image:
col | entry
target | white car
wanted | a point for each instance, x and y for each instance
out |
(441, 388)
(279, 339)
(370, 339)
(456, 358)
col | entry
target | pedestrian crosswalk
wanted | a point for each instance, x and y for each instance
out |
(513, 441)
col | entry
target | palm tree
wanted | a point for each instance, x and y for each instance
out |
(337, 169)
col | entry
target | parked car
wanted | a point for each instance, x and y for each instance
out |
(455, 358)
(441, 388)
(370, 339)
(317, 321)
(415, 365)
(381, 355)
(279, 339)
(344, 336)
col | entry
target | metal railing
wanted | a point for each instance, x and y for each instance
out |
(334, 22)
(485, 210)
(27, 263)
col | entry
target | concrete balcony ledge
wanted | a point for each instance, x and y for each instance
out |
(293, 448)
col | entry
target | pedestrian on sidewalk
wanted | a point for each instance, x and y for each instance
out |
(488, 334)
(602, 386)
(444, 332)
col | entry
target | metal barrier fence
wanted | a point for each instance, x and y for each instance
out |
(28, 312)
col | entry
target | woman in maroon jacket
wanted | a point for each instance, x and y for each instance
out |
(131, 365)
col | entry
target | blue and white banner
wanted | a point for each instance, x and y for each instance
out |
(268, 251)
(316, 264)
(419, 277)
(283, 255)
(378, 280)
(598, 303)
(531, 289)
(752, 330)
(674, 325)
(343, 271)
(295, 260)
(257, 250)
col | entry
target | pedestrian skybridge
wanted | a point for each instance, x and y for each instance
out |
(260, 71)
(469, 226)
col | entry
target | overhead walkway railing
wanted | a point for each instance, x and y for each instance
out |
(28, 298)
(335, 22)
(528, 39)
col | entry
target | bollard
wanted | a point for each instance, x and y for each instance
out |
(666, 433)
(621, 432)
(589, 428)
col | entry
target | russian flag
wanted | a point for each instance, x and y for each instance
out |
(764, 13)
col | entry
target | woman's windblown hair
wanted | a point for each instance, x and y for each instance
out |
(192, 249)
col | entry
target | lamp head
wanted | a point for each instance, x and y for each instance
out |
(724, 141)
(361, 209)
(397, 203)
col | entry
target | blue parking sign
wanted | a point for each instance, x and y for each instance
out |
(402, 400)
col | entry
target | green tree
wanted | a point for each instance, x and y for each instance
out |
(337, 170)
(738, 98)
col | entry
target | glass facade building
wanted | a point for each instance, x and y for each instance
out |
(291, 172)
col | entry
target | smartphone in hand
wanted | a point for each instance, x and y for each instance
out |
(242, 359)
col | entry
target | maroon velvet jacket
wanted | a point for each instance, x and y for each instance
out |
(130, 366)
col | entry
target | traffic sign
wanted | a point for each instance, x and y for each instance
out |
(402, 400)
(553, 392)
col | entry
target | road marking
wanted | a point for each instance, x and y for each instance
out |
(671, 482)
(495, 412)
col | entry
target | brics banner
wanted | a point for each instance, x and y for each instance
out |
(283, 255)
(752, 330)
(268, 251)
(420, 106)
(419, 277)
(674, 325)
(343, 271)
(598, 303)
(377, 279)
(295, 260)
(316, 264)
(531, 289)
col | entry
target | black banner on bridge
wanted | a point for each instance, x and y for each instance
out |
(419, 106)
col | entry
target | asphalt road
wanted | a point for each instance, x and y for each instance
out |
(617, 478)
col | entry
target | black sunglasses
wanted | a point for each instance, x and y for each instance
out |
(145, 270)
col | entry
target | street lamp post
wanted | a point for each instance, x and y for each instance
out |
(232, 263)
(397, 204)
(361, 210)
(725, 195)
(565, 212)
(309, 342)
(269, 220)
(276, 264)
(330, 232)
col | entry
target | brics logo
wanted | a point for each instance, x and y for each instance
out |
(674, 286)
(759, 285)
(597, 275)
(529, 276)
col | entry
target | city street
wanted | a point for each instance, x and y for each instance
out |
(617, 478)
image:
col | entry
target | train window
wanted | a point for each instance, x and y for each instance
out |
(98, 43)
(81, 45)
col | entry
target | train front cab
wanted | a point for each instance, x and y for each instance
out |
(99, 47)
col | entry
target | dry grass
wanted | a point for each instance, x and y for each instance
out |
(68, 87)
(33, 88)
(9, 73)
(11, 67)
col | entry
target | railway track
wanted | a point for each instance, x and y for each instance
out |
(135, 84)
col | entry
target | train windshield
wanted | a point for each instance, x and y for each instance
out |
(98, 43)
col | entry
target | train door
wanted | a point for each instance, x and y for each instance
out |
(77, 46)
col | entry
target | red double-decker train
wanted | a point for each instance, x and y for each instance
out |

-=-=-=-=-

**EXERCISE AIM:** The records above should be duplicated in full, exactly as given.

**RESPONSE TO THIS EXERCISE:**
image:
col | entry
target | white car
wanted | a point for each instance, x and y for each instance
out |
(441, 388)
(279, 339)
(370, 339)
(456, 358)
col | entry
target | pedestrian crosswalk
wanted | a point for each instance, x and y for each instance
out |
(513, 441)
col | entry
target | palm tree
wanted | a point for each instance, x and y for each instance
out |
(337, 169)
col | entry
target | parked car
wanted | a point for each instance, x and y for each instance
out |
(455, 358)
(441, 388)
(370, 339)
(317, 321)
(415, 365)
(381, 355)
(279, 339)
(344, 336)
col | entry
target | metal railing
wanted | a point for each instance, x and y for each instance
out |
(334, 22)
(485, 210)
(27, 263)
col | entry
target | concrete balcony ledge
wanted | a point for each instance, x and y for each instance
out |
(293, 448)
col | entry
target | pedestrian on sidewalk
wanted | a point for each instance, x and y for each instance
out |
(488, 334)
(602, 386)
(444, 332)
col | entry
target | metal barrier fence
wanted | a point for each instance, x and y for each instance
out |
(28, 312)
col | entry
target | woman in maroon jacket
wanted | a point for each instance, x and y for each instance
out |
(131, 365)
col | entry
target | blue and white banner
wanted | a point for each instance, x and y for each instance
out |
(268, 251)
(316, 264)
(419, 277)
(283, 255)
(378, 280)
(598, 303)
(531, 289)
(752, 330)
(674, 325)
(343, 271)
(295, 260)
(257, 250)
col | entry
target | pedestrian skybridge
wanted | a point for each instance, x and y for each instance
out |
(260, 71)
(469, 226)
col | entry
target | overhead walkway railing
wanted | a point for each instance, x and y for each instance
out |
(28, 298)
(335, 22)
(528, 39)
col | entry
target | bollard
wanted | a point for each instance, x and y for each instance
out |
(666, 433)
(621, 432)
(589, 428)
col | entry
target | russian flag
wanted | a point for each instance, x and y for each instance
out |
(764, 13)
col | entry
target | woman's windblown hair
wanted | a point for each instance, x and y for each instance
out |
(192, 249)
col | entry
target | lamp head
wanted | a point for each instance, x and y for each instance
out |
(724, 141)
(361, 209)
(397, 203)
col | entry
target | blue parking sign
wanted | a point for each instance, x and y for each instance
out |
(402, 400)
col | entry
target | green tree
wanted | a point for each instance, x and y for each instance
out |
(337, 170)
(738, 98)
col | entry
target | glass facade building
wanted | a point for each instance, x and y for each instance
out |
(291, 172)
col | entry
target | smartphone in hand
wanted | a point for each instance, x and y for each instance
out |
(242, 359)
col | entry
target | maroon velvet jacket
wanted | a point for each instance, x and y for each instance
out |
(130, 366)
col | entry
target | traffic sign
wanted | a point for each instance, x and y for each instance
out |
(402, 400)
(553, 392)
col | entry
target | road marking
wanted | a point for each instance, x and y for each instance
out |
(671, 482)
(495, 412)
col | entry
target | brics banner
wanted | a point for each instance, x and y for each instance
out |
(283, 255)
(752, 330)
(268, 251)
(420, 106)
(419, 277)
(674, 325)
(343, 271)
(598, 303)
(377, 279)
(295, 260)
(316, 264)
(531, 289)
col | entry
target | black banner on bridge
wanted | a point for each instance, x and y for each instance
out |
(419, 106)
col | entry
target | asphalt road
wanted | a point for each instance, x and y for each instance
out |
(617, 478)
col | entry
target | black sunglasses
wanted | a point for each instance, x and y for each instance
out |
(145, 270)
col | entry
target | street lamp post
wanted | a point for each instance, x and y for each instance
out |
(232, 263)
(397, 204)
(361, 210)
(725, 195)
(565, 212)
(309, 342)
(269, 220)
(276, 264)
(330, 232)
col | entry
target | brics logo
wanted | a point for each instance, x and y for each instance
out |
(674, 286)
(759, 285)
(597, 275)
(529, 276)
col | entry
target | city street
wanted | a point for each instance, x and y for each instance
out |
(617, 478)
image:
col | entry
target | train window
wanted | a point for each instance, x and y for each instance
out |
(98, 43)
(81, 45)
col | entry
target | train front cab
wanted | a point for each instance, x and y for each instance
out |
(99, 47)
col | entry
target | dry grass
wanted | a point for each instance, x and y for each instance
out |
(68, 87)
(33, 88)
(9, 73)
(11, 67)
col | entry
target | railway track
wanted | a point for each instance, x and y for each instance
out |
(135, 84)
col | entry
target | train windshield
wanted | a point for each instance, x and y for each instance
out |
(98, 43)
col | entry
target | train door
wanted | a point for each instance, x and y for each instance
out |
(77, 46)
col | entry
target | red double-decker train
wanted | a point for each instance, x and y for each instance
out |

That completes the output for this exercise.